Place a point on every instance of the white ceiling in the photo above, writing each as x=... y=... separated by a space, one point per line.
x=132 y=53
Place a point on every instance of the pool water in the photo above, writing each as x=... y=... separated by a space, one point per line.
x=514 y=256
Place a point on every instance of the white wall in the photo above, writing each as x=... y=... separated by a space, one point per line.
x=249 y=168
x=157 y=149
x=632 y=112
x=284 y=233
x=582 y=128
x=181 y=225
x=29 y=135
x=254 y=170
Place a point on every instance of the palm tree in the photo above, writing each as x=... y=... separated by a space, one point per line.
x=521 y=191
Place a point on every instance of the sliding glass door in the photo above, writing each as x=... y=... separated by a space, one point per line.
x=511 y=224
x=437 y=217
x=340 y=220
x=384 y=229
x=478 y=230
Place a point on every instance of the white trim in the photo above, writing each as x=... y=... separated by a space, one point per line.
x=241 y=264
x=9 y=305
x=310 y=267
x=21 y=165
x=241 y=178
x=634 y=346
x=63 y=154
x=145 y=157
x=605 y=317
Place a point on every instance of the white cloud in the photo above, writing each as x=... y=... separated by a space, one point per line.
================
WHAT THE EXERCISE ASKS:
Only an exact transcription of all the records above counts as an answer.

TASK SOLUTION:
Place a point on every instance of the white ceiling in the photo above, writing each as x=... y=... separated by a space, one point per line.
x=132 y=53
Place a point on every instance of the pool water in the photo above, writing each as x=... y=... separated by a space, one point per line.
x=514 y=256
Place a point on every instance of the white wall in the photo above, writing each as x=... y=... separated by a space, one point per line.
x=249 y=168
x=157 y=149
x=632 y=112
x=284 y=233
x=582 y=128
x=181 y=225
x=29 y=135
x=254 y=170
Place a point on every instance of the palm tree in the photo above, writing each as x=... y=... separated by a space, one point per line.
x=521 y=191
Place a point on every instance of the sliding glass door in the photo above, writing each as x=... y=... separated by a space, one point per line.
x=511 y=224
x=437 y=217
x=340 y=220
x=384 y=229
x=478 y=230
Place a point on every instance of the white trim in the photo above, writing each as x=... y=... separated by a space, one point per line.
x=241 y=264
x=9 y=305
x=310 y=267
x=21 y=165
x=241 y=178
x=634 y=346
x=63 y=154
x=145 y=157
x=605 y=317
Place a point on every instance of the white cloud in the photo above, writing each as x=... y=... separated by a space, one point per line.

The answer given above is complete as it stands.